▶ Short task A:
Output the records that follow the passage on the LambdaBM25 ranking model below, reproducing every line of them without alteration but omitting the pictures.

>> START Reading passage

We develop our model as follows. We optimize for NDCG and use the λgradient as previously described. We train our model using LambdaRank and the
same input attributes as BM25, namely term frequency, document frequency, and
field length, for each field included in the document description. Although we
could include additional attributes, we would like to maintain a fair comparison
to the BM25 retrieval function because it is so widely used. We train single- and
two-layer LambdaRank neural nets with varying numbers of hidden nodes. Since
neural network learning improves when the data is normalized, we apply several
transformations to the input attributes to achieve zero mean, unit variance across
the feature values. Results are discussed in Section 6.

6 Experiments
We perform extensive experiments to determine the effectiveness of BM25 on single fields and multiple-field combinations and to determine the most important
fields in a document. We then compare our method, LambdaBM25, to BM25 and
evaluate the techniques on a very large train and test collection. Our goal is to have
our nonlinear (two-layer) LambdaBM25 model demonstrate improved accuracy
over BM25.

>> END Reading passage
>> START Stored rows

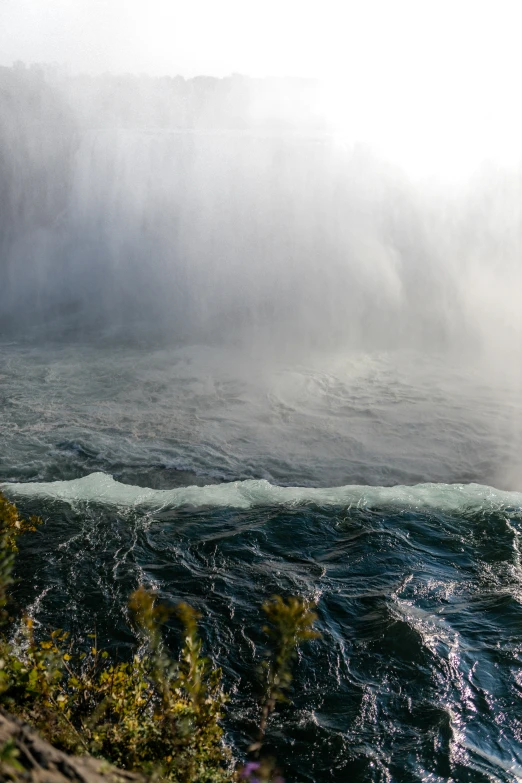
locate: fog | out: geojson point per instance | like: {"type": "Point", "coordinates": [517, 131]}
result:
{"type": "Point", "coordinates": [235, 210]}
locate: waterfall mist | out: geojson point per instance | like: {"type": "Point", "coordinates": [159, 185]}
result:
{"type": "Point", "coordinates": [228, 213]}
{"type": "Point", "coordinates": [195, 211]}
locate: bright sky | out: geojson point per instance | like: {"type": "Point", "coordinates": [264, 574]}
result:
{"type": "Point", "coordinates": [417, 74]}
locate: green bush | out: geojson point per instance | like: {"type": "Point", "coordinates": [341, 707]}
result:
{"type": "Point", "coordinates": [153, 714]}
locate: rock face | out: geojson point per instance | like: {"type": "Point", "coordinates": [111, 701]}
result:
{"type": "Point", "coordinates": [25, 756]}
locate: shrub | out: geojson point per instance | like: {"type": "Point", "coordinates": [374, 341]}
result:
{"type": "Point", "coordinates": [152, 714]}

>> END Stored rows

▶ Short task B:
Go on with the passage on the LambdaBM25 ranking model above, beginning directly after its final sentence.

▶ Answer A:
locate: fog | out: geojson point per instance | like: {"type": "Point", "coordinates": [517, 131]}
result:
{"type": "Point", "coordinates": [235, 210]}
locate: waterfall mist | out: geojson point per instance | like: {"type": "Point", "coordinates": [159, 185]}
result:
{"type": "Point", "coordinates": [228, 213]}
{"type": "Point", "coordinates": [195, 211]}
locate: bright sky | out: geojson point per instance | like: {"type": "Point", "coordinates": [264, 574]}
result:
{"type": "Point", "coordinates": [417, 74]}
locate: green bush | out: geojson point per instance | like: {"type": "Point", "coordinates": [341, 707]}
result:
{"type": "Point", "coordinates": [153, 714]}
locate: rock face | out: geojson point per instance | like: {"type": "Point", "coordinates": [111, 701]}
result:
{"type": "Point", "coordinates": [25, 756]}
locate: shrub | out: geojson point per instance | like: {"type": "Point", "coordinates": [374, 341]}
result:
{"type": "Point", "coordinates": [152, 714]}

▶ Answer B:
6.1 The Data and Evaluation Measure
We evaluate our method on a real-world Web-scale data collection. The data contains queries sampled from query log files of a commercial search engine and corresponding URLs. All queries are English queries and can contain up to 10 query
terms. Our data collection includes anchor text, title, URL, body, and query click
fields. We perform stopword removal and some stemming on queries. Field information is preprocessed as previously described.
Our train/validation/test data contains 67683/11911/12185 queries, respectively.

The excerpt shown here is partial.